--- WORK ITEM ---
Isolate every line in the records below with "blurred" in it.

--- RECORDS FOR THIS EXERCISE ---

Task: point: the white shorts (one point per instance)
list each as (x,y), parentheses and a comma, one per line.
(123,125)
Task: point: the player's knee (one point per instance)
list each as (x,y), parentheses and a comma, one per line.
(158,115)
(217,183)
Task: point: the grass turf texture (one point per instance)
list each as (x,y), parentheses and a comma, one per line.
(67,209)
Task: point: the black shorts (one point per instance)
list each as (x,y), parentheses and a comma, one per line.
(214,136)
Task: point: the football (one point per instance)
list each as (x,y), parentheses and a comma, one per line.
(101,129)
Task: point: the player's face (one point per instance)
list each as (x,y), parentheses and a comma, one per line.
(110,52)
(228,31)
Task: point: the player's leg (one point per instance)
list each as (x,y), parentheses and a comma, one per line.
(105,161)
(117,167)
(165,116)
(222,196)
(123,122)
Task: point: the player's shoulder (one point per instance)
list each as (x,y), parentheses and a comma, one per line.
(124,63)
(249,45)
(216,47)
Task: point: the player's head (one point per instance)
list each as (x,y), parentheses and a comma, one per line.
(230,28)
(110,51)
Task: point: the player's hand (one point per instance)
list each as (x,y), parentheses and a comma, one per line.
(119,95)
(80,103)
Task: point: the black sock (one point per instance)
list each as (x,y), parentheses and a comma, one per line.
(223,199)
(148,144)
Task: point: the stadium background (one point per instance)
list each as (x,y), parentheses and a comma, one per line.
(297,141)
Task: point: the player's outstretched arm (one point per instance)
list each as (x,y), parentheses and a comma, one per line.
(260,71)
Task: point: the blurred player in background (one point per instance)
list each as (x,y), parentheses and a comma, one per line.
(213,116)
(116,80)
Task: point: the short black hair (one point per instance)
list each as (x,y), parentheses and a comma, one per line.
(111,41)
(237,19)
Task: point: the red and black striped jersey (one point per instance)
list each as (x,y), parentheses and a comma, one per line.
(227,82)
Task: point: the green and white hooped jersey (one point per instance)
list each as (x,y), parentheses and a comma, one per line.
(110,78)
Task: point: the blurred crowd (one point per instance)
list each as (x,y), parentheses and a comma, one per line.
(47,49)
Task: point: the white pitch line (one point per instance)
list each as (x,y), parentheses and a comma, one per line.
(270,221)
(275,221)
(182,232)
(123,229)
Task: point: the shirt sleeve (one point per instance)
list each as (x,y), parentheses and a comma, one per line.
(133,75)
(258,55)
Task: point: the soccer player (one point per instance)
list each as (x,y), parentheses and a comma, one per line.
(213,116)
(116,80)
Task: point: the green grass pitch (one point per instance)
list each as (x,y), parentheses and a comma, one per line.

--- REPLY TO THE EXERCISE ---
Task: point: the blurred player in background (one point per instance)
Task: point: the blurred crowd (one point per instance)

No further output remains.